## GIVEN REQUEST
Copy out all the entries exactly.
== DATA ROWS ==
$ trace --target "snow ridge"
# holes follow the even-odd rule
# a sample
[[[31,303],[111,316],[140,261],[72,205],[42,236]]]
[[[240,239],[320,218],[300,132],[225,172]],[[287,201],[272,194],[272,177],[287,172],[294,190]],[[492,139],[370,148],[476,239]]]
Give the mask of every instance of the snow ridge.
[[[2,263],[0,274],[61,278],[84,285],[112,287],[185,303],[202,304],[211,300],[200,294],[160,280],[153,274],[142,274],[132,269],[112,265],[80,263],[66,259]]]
===
## ANSWER BELOW
$ trace --target "snow ridge"
# holes follow the even-odd rule
# a sample
[[[31,303],[111,316],[140,261],[72,205],[42,236]]]
[[[240,239],[320,218],[300,132],[225,172]],[[287,201],[272,194],[272,177],[287,172],[294,190]],[[492,139],[370,148],[476,239]]]
Give the mask of every instance of the snow ridge.
[[[2,263],[0,274],[61,278],[84,285],[112,287],[185,303],[202,304],[211,300],[200,294],[160,280],[153,274],[142,274],[132,269],[112,265],[80,263],[66,259]]]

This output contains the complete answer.